Input records
┏━━
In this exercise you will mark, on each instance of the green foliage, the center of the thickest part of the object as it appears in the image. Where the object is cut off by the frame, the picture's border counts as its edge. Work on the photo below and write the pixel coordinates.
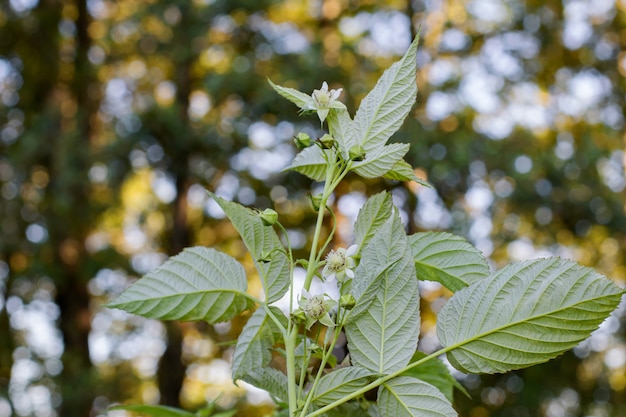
(198, 284)
(447, 259)
(525, 314)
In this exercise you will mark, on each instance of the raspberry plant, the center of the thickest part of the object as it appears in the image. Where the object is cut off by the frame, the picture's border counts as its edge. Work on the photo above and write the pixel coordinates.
(526, 313)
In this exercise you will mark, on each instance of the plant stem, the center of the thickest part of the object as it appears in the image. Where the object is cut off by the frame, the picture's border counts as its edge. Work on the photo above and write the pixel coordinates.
(380, 381)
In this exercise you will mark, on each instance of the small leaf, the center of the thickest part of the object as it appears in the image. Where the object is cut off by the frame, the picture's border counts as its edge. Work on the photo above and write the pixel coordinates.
(261, 241)
(197, 284)
(253, 345)
(379, 161)
(310, 162)
(304, 101)
(374, 213)
(408, 397)
(383, 326)
(447, 259)
(525, 314)
(383, 110)
(402, 171)
(337, 384)
(342, 129)
(153, 410)
(435, 373)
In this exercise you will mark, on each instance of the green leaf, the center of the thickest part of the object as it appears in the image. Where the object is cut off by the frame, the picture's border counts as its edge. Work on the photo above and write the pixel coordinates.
(310, 162)
(304, 101)
(436, 373)
(383, 326)
(402, 171)
(197, 284)
(379, 161)
(341, 127)
(408, 397)
(447, 259)
(337, 384)
(153, 410)
(261, 241)
(269, 379)
(254, 343)
(383, 110)
(374, 213)
(527, 313)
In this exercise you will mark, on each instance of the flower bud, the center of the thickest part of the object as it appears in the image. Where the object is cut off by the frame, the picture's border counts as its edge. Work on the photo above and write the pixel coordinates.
(269, 217)
(347, 301)
(298, 316)
(316, 201)
(327, 141)
(357, 153)
(302, 140)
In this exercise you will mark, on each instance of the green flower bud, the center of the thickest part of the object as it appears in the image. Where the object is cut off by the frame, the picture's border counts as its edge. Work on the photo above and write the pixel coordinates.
(316, 201)
(269, 217)
(357, 153)
(302, 140)
(298, 316)
(347, 301)
(327, 141)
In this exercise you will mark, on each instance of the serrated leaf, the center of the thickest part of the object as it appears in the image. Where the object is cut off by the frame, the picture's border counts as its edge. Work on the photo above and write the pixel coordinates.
(527, 313)
(383, 326)
(337, 384)
(197, 284)
(402, 171)
(374, 213)
(153, 410)
(408, 397)
(304, 101)
(269, 379)
(383, 110)
(342, 129)
(447, 259)
(436, 373)
(310, 162)
(379, 161)
(253, 345)
(261, 241)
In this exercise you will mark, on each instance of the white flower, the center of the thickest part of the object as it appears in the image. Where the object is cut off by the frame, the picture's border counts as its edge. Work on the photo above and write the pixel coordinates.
(317, 308)
(340, 264)
(324, 100)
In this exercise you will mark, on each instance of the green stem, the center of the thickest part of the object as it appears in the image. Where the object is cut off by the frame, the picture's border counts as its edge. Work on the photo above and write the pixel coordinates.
(320, 371)
(380, 381)
(290, 348)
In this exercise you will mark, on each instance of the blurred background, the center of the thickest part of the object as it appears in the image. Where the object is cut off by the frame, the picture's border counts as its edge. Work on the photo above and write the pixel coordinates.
(117, 115)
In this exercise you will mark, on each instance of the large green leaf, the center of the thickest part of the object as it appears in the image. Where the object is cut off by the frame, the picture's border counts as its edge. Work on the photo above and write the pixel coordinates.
(271, 380)
(253, 345)
(402, 171)
(447, 259)
(304, 101)
(342, 128)
(408, 397)
(154, 410)
(374, 213)
(379, 161)
(435, 373)
(384, 324)
(337, 384)
(262, 242)
(310, 162)
(197, 284)
(527, 313)
(383, 110)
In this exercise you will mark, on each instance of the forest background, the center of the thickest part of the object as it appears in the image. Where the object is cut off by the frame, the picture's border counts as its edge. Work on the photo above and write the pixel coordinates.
(116, 116)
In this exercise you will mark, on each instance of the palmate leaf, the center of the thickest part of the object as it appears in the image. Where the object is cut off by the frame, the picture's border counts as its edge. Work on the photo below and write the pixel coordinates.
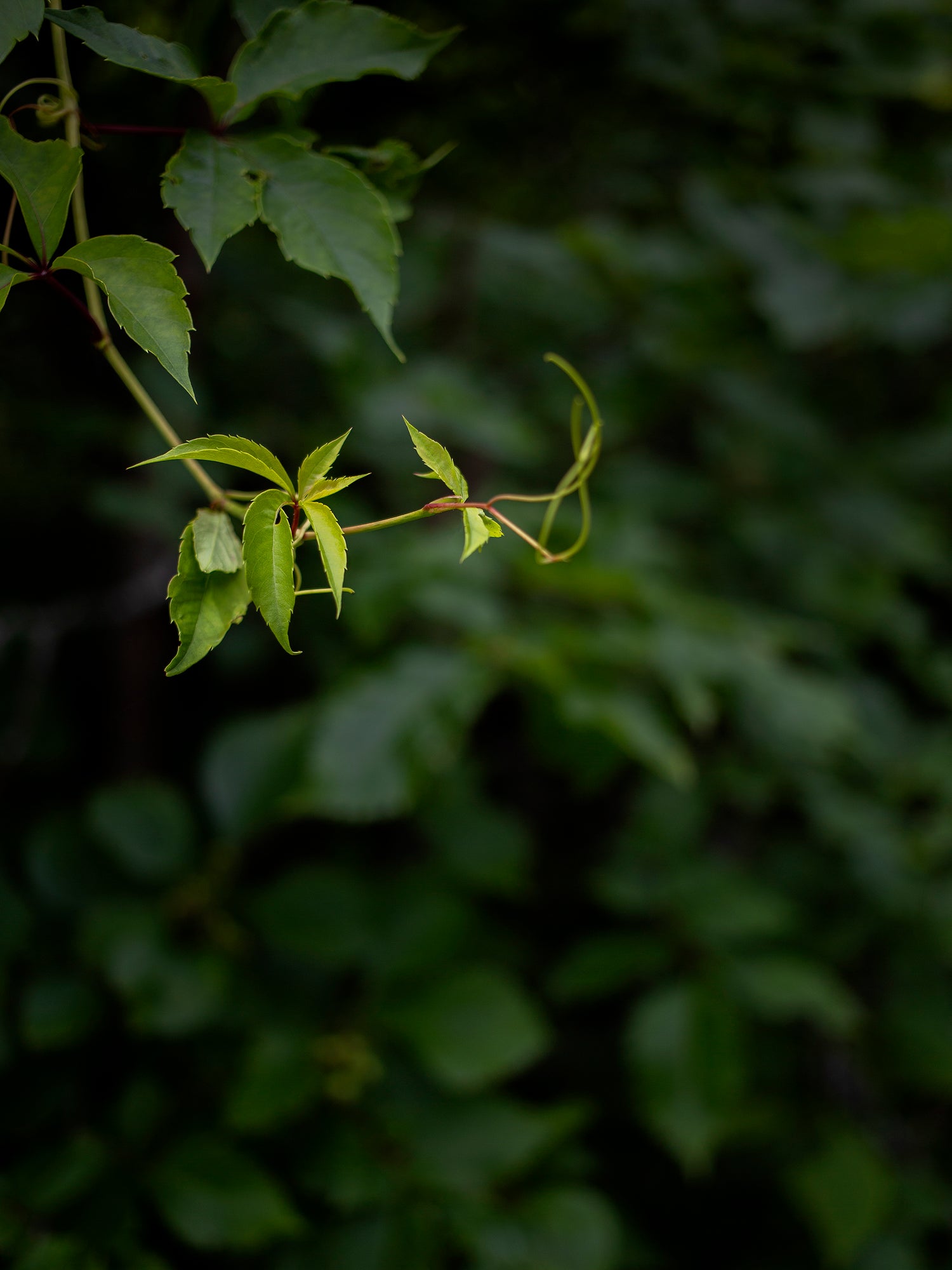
(145, 295)
(326, 41)
(331, 544)
(206, 185)
(234, 451)
(202, 605)
(270, 563)
(18, 20)
(44, 176)
(331, 220)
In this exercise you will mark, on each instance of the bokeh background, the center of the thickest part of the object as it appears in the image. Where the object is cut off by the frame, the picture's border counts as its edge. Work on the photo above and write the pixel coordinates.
(595, 918)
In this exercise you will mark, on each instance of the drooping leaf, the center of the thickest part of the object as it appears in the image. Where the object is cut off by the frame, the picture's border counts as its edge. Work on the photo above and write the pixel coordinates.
(270, 563)
(331, 544)
(478, 530)
(44, 176)
(202, 605)
(126, 46)
(147, 297)
(18, 20)
(326, 41)
(331, 220)
(208, 187)
(218, 548)
(318, 464)
(234, 451)
(437, 459)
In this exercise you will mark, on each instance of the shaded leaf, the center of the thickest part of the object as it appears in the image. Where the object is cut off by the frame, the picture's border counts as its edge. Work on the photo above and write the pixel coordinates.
(206, 185)
(145, 294)
(202, 605)
(270, 563)
(44, 176)
(326, 41)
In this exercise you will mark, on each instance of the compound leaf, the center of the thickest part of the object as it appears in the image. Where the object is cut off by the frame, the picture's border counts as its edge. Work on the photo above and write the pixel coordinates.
(202, 605)
(218, 548)
(128, 46)
(331, 544)
(270, 563)
(326, 41)
(439, 460)
(234, 451)
(44, 176)
(206, 185)
(147, 297)
(331, 220)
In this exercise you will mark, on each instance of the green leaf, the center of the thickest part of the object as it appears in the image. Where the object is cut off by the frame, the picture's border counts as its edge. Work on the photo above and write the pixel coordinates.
(215, 1197)
(218, 547)
(18, 20)
(202, 605)
(326, 41)
(318, 464)
(44, 176)
(270, 563)
(206, 185)
(128, 46)
(234, 451)
(331, 543)
(437, 459)
(331, 220)
(478, 530)
(145, 294)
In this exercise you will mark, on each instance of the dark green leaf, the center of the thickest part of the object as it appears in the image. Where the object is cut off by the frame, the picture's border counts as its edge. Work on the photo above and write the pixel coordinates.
(323, 41)
(270, 562)
(202, 605)
(145, 294)
(206, 185)
(331, 220)
(44, 176)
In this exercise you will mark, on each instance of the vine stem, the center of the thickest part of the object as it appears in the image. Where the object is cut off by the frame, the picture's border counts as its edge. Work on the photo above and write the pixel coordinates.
(95, 300)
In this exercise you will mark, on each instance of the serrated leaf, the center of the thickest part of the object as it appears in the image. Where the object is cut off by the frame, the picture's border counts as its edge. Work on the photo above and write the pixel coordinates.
(44, 176)
(440, 462)
(234, 451)
(218, 547)
(331, 220)
(202, 605)
(478, 530)
(327, 41)
(270, 563)
(332, 545)
(126, 46)
(18, 20)
(318, 464)
(145, 294)
(206, 185)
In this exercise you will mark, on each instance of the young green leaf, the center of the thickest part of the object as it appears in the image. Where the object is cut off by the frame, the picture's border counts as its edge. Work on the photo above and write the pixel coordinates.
(318, 464)
(331, 220)
(128, 46)
(18, 20)
(437, 459)
(332, 545)
(44, 176)
(478, 530)
(326, 41)
(218, 548)
(206, 185)
(270, 562)
(234, 451)
(145, 294)
(202, 605)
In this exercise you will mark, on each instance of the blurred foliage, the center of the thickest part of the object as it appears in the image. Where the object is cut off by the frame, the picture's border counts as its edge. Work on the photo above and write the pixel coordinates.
(581, 919)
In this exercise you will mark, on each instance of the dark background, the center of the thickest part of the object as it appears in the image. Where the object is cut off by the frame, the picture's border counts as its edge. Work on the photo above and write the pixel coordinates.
(595, 918)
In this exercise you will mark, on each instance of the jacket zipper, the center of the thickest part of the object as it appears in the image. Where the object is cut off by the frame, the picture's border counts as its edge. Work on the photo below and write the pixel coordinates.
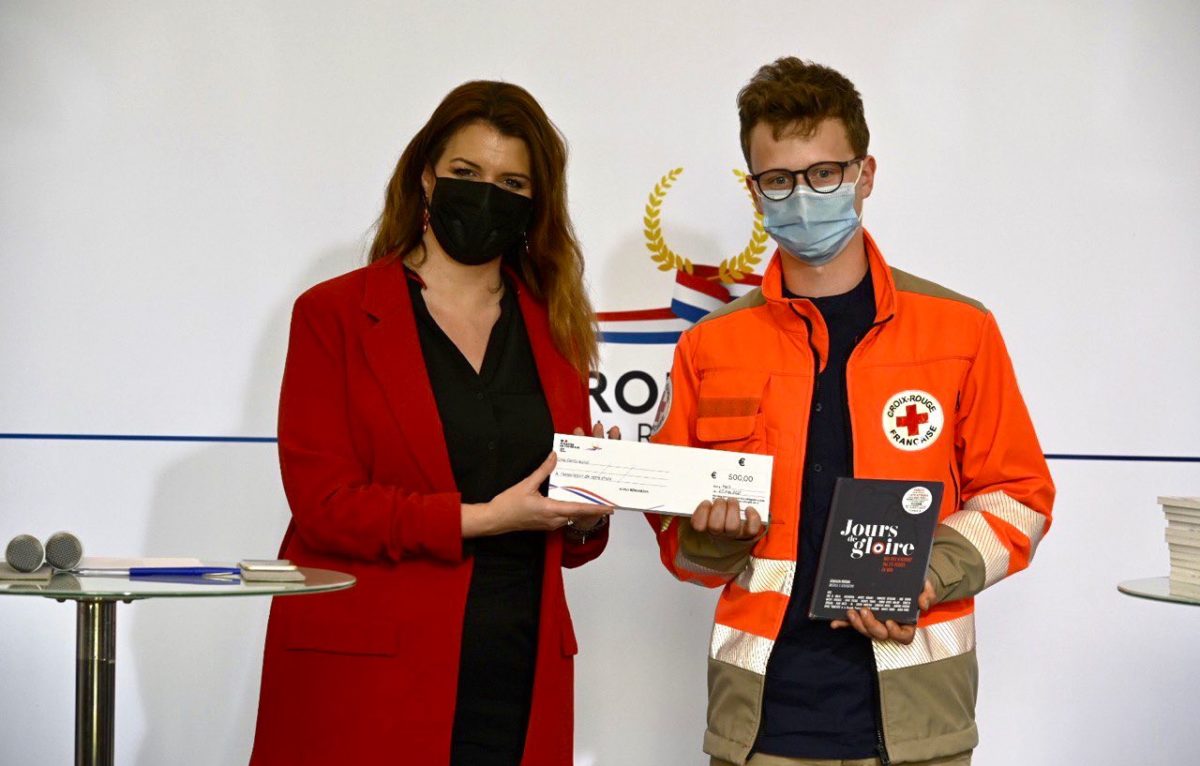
(880, 744)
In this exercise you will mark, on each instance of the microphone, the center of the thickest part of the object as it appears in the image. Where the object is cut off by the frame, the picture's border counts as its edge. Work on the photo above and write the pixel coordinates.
(64, 550)
(24, 552)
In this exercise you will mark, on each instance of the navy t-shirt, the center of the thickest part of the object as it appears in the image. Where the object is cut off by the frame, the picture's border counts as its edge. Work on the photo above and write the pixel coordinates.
(820, 693)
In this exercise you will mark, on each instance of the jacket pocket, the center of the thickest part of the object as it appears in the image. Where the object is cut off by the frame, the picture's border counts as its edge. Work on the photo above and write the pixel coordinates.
(729, 410)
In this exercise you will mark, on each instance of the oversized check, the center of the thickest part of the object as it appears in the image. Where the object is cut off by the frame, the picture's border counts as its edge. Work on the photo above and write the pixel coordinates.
(657, 478)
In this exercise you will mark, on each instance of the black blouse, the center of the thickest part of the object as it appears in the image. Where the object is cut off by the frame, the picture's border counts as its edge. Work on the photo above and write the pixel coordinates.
(497, 429)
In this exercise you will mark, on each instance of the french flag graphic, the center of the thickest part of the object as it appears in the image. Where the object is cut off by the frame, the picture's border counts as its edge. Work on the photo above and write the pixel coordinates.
(695, 295)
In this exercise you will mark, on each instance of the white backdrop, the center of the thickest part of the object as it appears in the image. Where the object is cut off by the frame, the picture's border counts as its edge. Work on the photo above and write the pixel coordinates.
(173, 174)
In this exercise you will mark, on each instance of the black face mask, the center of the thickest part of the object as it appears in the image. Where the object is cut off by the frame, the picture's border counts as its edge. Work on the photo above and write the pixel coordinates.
(477, 222)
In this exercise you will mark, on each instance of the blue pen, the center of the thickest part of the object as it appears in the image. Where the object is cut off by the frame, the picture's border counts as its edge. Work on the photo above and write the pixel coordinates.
(181, 572)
┗━━
Please write out, exactly as they appear, the line that contains "white backdrop, the" and every line after it up to the end of the entries above, and no others.

In this exercise you will mark, on each instance of the white backdrop, the center of the thickest part of the object as it appears in the image. Where the object is cut off by the frame, the picture's border counts as its edge. Work on the photo above and write the pixel coordinates.
(173, 174)
In this exercise you will mark, on each instance of the black face mask, the center of the thickest part of the object as it appears in the image. Where the object is cut off by the frame, the picture's border counts as its edge. Work on the photo above and write the pixel coordinates.
(477, 222)
In this exercise you will mark, on each instance of the blue pen, the center of the thickest part of the object as it appears in the image. Where the object is cut off by the frame, the picture's border counts as its edge. Work on the photo above and write the pixel coordinates.
(181, 572)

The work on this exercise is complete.